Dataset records
* * * * * * *
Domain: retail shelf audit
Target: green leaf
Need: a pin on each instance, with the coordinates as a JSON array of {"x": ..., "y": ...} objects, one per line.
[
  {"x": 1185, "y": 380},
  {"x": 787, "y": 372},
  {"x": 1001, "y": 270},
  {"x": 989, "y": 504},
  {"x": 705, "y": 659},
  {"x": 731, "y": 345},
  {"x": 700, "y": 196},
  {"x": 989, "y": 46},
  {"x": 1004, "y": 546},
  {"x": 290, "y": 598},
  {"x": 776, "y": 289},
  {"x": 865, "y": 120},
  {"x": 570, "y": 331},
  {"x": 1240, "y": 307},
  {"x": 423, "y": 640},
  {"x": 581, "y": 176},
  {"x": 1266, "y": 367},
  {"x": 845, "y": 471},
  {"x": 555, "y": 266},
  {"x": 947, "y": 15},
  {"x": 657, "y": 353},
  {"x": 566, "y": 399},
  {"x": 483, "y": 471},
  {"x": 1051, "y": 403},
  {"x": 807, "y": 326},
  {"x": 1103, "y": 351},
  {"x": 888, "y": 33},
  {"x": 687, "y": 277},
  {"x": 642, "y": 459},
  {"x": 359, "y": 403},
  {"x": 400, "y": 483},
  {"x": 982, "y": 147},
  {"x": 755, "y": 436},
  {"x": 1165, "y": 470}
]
* * * * * * *
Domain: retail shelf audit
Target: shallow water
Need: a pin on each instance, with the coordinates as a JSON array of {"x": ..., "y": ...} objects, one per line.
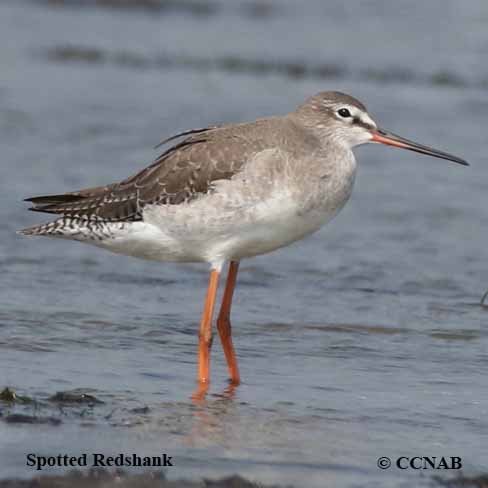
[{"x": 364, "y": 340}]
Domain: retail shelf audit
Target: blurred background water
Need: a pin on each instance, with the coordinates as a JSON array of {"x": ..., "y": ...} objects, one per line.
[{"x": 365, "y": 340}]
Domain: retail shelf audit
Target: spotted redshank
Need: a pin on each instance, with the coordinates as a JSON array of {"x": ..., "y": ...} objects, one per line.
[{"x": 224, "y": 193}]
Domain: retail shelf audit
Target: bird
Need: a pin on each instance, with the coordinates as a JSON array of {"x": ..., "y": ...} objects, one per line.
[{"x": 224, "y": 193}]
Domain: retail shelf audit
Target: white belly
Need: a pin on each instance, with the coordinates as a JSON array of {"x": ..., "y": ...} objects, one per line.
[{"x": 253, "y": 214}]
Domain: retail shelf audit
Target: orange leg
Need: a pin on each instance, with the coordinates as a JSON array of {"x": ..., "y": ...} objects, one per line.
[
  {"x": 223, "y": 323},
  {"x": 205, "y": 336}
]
* * * * * * *
Exercise task
Please count how many lines in the rows above contain the string "Target", and reply with the number only.

Completed exercise
7